[Input for this task Boundary: Start]
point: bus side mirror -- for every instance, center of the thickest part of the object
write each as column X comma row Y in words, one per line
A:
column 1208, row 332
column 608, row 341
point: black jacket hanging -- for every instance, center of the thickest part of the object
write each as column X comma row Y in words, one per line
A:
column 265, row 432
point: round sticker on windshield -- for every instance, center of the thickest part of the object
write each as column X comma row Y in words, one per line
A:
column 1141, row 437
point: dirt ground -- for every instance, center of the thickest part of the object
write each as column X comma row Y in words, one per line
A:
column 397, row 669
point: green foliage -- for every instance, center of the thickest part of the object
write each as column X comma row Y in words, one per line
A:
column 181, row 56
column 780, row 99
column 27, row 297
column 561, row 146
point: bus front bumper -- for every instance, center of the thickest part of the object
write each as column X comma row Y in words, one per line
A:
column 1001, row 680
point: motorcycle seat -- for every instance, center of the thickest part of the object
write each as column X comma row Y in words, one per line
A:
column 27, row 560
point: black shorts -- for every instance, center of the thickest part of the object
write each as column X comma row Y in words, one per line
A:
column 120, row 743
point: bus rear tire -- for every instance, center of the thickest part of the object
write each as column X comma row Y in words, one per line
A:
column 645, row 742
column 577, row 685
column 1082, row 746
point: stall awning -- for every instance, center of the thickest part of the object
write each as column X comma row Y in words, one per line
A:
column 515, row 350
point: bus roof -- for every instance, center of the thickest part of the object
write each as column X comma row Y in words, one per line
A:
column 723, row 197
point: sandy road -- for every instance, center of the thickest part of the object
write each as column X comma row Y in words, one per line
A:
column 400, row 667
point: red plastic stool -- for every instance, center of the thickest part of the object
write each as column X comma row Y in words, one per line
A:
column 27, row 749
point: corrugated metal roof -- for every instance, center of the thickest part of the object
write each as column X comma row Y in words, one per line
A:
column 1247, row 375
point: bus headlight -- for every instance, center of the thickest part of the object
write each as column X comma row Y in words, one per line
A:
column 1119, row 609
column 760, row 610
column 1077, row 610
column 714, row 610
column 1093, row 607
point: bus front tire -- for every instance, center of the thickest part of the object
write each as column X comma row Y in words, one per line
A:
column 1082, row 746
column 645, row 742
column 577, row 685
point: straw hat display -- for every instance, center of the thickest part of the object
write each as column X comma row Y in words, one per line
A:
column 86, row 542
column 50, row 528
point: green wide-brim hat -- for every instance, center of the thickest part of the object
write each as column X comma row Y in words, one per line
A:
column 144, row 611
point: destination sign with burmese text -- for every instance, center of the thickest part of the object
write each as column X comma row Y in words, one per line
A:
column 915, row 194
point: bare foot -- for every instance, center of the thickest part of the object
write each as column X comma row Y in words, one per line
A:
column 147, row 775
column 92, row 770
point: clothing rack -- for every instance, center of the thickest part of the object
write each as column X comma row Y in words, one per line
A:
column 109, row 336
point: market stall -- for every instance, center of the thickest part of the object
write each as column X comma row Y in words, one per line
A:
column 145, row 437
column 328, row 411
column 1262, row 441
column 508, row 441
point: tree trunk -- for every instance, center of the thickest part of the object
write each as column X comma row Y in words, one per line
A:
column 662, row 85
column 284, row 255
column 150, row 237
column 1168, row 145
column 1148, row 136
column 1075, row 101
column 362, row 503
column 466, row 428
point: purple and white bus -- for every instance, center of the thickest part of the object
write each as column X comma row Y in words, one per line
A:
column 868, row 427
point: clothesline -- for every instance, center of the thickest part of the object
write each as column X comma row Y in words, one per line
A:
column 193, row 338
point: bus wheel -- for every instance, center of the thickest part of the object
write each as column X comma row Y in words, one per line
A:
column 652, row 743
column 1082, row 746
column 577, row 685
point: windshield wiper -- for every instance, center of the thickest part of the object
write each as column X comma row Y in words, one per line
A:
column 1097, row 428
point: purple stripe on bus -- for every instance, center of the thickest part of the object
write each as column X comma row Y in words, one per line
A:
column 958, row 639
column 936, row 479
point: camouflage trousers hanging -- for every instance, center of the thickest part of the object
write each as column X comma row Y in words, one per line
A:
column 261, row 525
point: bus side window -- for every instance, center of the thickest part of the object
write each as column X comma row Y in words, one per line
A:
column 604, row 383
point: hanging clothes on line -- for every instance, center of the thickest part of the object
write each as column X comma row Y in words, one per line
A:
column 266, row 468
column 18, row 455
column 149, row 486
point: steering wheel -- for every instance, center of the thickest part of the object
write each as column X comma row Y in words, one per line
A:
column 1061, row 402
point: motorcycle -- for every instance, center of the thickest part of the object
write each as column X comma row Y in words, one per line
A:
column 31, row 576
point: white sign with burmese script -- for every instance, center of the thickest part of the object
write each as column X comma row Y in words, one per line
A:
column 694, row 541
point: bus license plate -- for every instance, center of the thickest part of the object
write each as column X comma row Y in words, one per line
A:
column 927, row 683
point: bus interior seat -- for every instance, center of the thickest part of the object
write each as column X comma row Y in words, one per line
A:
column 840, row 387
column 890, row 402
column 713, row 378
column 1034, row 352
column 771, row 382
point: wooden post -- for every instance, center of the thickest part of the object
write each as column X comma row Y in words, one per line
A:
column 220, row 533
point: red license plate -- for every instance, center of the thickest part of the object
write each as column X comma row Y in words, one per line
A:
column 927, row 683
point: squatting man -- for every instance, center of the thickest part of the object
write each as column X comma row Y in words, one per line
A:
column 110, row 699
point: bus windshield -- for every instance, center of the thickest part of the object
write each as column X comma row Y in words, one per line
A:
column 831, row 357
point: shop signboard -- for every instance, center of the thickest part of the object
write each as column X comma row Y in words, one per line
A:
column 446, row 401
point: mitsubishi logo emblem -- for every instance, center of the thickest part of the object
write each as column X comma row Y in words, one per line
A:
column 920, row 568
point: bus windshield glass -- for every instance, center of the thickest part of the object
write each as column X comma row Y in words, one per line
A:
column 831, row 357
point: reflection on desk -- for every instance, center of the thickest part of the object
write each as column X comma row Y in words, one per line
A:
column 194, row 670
[Input for this task Boundary: End]
Provide the number of lines above that include the string "hanging", with no other words.

__Task answer__. 3